> [Conjunto de tarefas]
1/ No texto sobre Yawgmoth, o que afirma ser Dyfed?
2/ Prossiga o texto sobre a ascensão de Yawgmoth a partir da sua última frase.

> [Fonte]
□ □ □

Yawgmoth cedo descobre a causa da degeneração física de Glacian e dos "Intocáveis", e decide explorá-la para os seus próprios fins. A sua conquista de poder político é lenta mas determinada, assentando tanto no seu vasto conhecimento científico como no seu carisma natural e na sua capacidade de manipular quem o rodeia. Mas o seu verdadeiro golpe de sorte surge por acaso com o aparecimento de uma figura enigmática: Dyfed, uma mulher que afirma ser uma planeswalker - dito de outra forma, alguém capaz de viajar pelos vários mundos do Multiverso - e que se revelará instrumental não na criação mas no controlo do mundo artificial de Phyrexia e na sua ligação permanente a Dominaria através de um portal. Mas quando outros povos daquele mundo, aliados a algumas cidades-estado do Império, exigem a proscrição de Yawgmoth pelas atrocidades cometidas durante o seu primeiro exílio, o único caminho a seguir é o da guerra.

□ □ □

Entradas retiradas de uma coleção
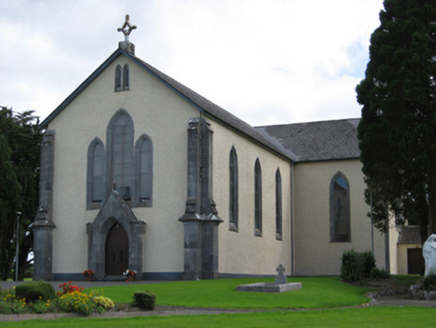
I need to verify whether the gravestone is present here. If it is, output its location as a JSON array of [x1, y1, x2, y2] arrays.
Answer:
[[236, 264, 302, 293], [422, 234, 436, 277]]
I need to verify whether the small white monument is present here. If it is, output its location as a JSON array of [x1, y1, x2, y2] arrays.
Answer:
[[236, 264, 303, 293], [422, 234, 436, 277]]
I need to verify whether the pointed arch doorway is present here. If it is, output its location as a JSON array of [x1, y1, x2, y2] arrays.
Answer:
[[105, 223, 129, 276]]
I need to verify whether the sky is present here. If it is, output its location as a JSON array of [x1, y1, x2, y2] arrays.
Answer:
[[0, 0, 383, 126]]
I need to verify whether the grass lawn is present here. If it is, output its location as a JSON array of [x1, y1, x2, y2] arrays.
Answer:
[[1, 307, 436, 328], [87, 277, 369, 309]]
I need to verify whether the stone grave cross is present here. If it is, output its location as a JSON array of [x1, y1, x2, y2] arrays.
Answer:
[[118, 15, 136, 42]]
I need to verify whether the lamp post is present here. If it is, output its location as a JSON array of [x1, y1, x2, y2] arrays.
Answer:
[[15, 212, 21, 281]]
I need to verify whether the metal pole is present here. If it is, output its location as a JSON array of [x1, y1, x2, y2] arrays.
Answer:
[[15, 212, 21, 281]]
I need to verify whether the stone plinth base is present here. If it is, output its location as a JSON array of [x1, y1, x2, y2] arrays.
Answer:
[[236, 282, 303, 293]]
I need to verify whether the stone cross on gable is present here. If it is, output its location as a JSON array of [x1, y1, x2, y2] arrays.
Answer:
[[118, 15, 136, 42]]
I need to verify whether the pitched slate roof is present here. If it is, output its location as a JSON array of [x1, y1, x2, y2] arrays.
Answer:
[[256, 119, 360, 162], [41, 48, 286, 157]]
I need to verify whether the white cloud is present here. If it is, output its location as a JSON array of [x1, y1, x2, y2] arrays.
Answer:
[[0, 0, 382, 125]]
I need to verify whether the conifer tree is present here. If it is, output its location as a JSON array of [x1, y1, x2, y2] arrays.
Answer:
[[0, 106, 42, 280], [356, 0, 436, 242]]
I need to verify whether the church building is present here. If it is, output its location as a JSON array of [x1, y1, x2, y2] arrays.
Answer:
[[32, 17, 389, 280]]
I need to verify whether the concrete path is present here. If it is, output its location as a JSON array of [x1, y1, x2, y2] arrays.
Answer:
[[0, 281, 436, 322]]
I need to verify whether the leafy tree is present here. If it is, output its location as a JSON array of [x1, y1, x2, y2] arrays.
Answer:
[[0, 107, 42, 280], [356, 0, 436, 242]]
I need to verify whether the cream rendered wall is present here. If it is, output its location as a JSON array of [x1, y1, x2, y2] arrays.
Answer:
[[396, 244, 421, 274], [294, 160, 385, 276], [48, 56, 198, 273], [209, 120, 291, 275], [389, 218, 398, 274]]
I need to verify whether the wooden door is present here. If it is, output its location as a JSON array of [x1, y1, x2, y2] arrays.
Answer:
[[106, 223, 129, 276]]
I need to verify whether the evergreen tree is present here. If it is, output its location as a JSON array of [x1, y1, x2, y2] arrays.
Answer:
[[0, 107, 42, 280], [356, 0, 436, 242]]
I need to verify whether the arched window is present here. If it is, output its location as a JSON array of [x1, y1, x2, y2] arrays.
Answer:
[[107, 109, 133, 200], [115, 65, 121, 91], [254, 159, 262, 236], [123, 64, 130, 90], [135, 134, 153, 206], [276, 169, 283, 240], [229, 147, 239, 231], [330, 172, 351, 242], [87, 138, 105, 208]]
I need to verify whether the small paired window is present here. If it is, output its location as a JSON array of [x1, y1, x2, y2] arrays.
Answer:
[[86, 109, 153, 209], [254, 159, 262, 237], [276, 169, 283, 240], [115, 64, 130, 91]]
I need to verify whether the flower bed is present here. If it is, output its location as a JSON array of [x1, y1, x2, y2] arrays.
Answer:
[[0, 281, 113, 316]]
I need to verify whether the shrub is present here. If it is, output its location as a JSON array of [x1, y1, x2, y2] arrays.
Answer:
[[341, 249, 359, 282], [57, 290, 97, 316], [94, 296, 115, 310], [15, 281, 56, 302], [33, 300, 53, 313], [371, 267, 390, 279], [133, 290, 156, 310], [0, 289, 26, 314], [341, 249, 376, 282], [422, 274, 436, 290], [358, 251, 376, 279], [57, 280, 83, 297]]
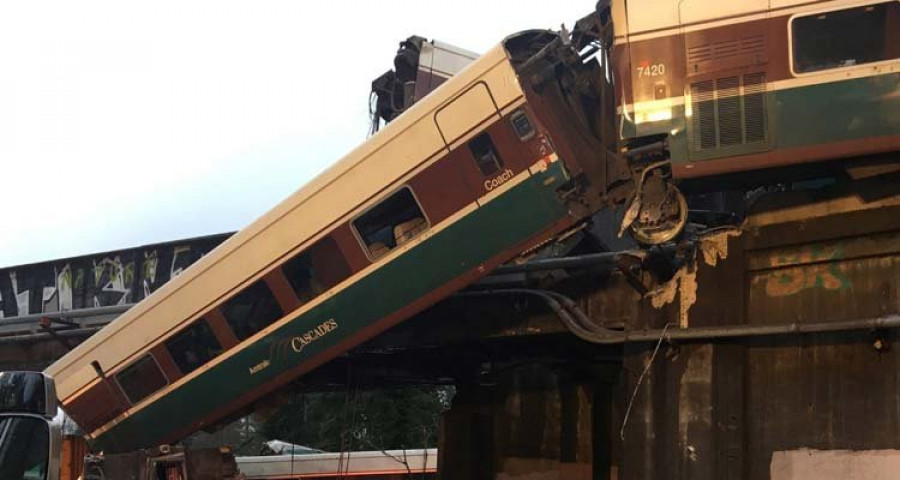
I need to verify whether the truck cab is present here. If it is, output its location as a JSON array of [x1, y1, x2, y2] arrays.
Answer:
[[0, 372, 62, 480]]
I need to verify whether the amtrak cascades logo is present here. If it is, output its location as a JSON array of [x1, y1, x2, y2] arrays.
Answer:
[[291, 318, 338, 353], [264, 318, 338, 368]]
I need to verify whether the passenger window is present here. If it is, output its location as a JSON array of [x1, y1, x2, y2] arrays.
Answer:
[[281, 252, 322, 303], [222, 280, 284, 340], [791, 2, 900, 73], [116, 354, 169, 405], [509, 110, 534, 142], [352, 187, 428, 260], [166, 318, 222, 375], [469, 133, 503, 177], [281, 236, 350, 303]]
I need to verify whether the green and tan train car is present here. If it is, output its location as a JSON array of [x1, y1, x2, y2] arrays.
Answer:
[[612, 0, 900, 179], [47, 31, 607, 452]]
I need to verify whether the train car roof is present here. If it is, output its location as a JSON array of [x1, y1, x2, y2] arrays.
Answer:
[[45, 40, 523, 400]]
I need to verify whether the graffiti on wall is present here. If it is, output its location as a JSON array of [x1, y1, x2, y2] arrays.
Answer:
[[0, 234, 231, 318]]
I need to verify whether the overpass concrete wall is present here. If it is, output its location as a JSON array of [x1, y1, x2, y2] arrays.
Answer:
[[0, 233, 231, 318]]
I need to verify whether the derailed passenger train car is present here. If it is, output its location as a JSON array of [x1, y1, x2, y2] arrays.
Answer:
[[47, 22, 624, 452], [611, 0, 900, 243]]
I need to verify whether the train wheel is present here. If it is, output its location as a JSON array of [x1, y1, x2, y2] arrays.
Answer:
[[630, 169, 688, 245]]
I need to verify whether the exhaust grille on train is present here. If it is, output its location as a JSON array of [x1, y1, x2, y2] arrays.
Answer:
[[690, 72, 768, 156]]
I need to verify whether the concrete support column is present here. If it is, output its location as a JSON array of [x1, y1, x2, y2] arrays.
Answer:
[[439, 365, 611, 480]]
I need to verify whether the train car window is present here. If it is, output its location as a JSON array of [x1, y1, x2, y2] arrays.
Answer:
[[352, 187, 428, 260], [509, 110, 534, 142], [166, 318, 222, 375], [281, 236, 350, 303], [116, 353, 169, 405], [791, 2, 900, 73], [281, 251, 322, 303], [222, 280, 284, 340], [469, 133, 503, 177]]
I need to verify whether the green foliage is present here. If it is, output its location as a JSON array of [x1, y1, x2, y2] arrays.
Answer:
[[262, 387, 452, 451]]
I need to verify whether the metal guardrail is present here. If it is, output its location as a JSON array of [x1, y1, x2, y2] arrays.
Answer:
[[0, 303, 136, 343]]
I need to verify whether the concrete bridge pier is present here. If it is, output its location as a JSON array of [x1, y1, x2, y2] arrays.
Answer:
[[439, 364, 616, 480]]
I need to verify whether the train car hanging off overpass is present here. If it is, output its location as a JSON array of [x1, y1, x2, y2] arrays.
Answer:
[[47, 18, 624, 452]]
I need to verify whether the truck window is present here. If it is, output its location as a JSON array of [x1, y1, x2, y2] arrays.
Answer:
[[166, 318, 222, 375], [0, 416, 50, 480], [222, 280, 284, 340], [0, 372, 47, 415]]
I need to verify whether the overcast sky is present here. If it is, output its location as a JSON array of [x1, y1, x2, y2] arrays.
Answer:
[[0, 0, 594, 267]]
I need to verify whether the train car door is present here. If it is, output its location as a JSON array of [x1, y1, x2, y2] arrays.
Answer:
[[435, 82, 536, 199]]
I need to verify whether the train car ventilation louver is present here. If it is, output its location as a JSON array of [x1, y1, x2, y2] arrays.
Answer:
[[690, 73, 768, 151], [687, 34, 767, 73]]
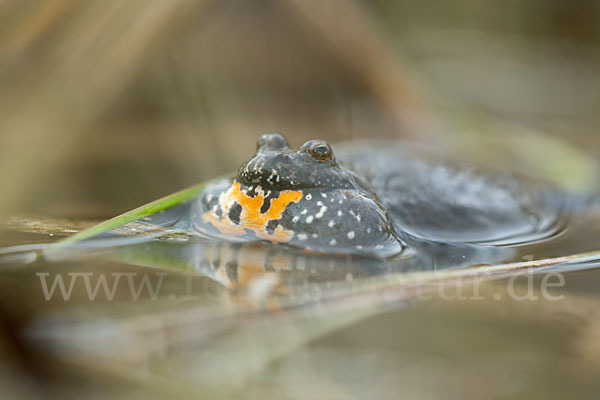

□ □ □

> [Conjunto de respostas]
1/ Dyfed afirma ser uma planeswalker, ou seja, alguém capaz de viajar pelos vários mundos do Multiverso.

2/
The Thran é uma daquelas prequelas cuja leitura se revela mais interessante após o conhecimento da história que se segue - descobrir as origens humanas de Yawgmoth, o vilão mais terrível do universo de Magic: the Gathering, e a história original do plano de Phyrexia com as suas nove esferas sobrepostas (inspirado na descrição do Inferno feita por Dante em A Divina Comédia) é sem dúvida um exercício fascinante após se conhecer a história de Urza e da guerra sem quartel que travou durante milénios contra o mal de Phyrexia. Dito isto, The Thran funciona bastante bem como livro individual: a sua estrutura narrativa é eficaz, as personagens estão em termos gerais bem construídas (sobretudo Rebbec e Yawgmoth) e a escrita de J. Robert King, não sendo prodigiosa, consegue imprimir à história o ritmo de que ela necessita tanto para explorar a sua vertente de intriga pessoal e política como para descrever as enormes batalhas que são travadas. Em termos globais, é um bom livro - fãs mais antigos do jogo vão certamente apreciar a descoberta das origens de algumas personagens, enquanto leitores menos familiarizados com este universo ficcional poderão apreciar a estética powerstone-punk e a intriga. Seria, sem qualquer dúvida, um bom ponto de partida para a franchise cinematográfica agora projectada.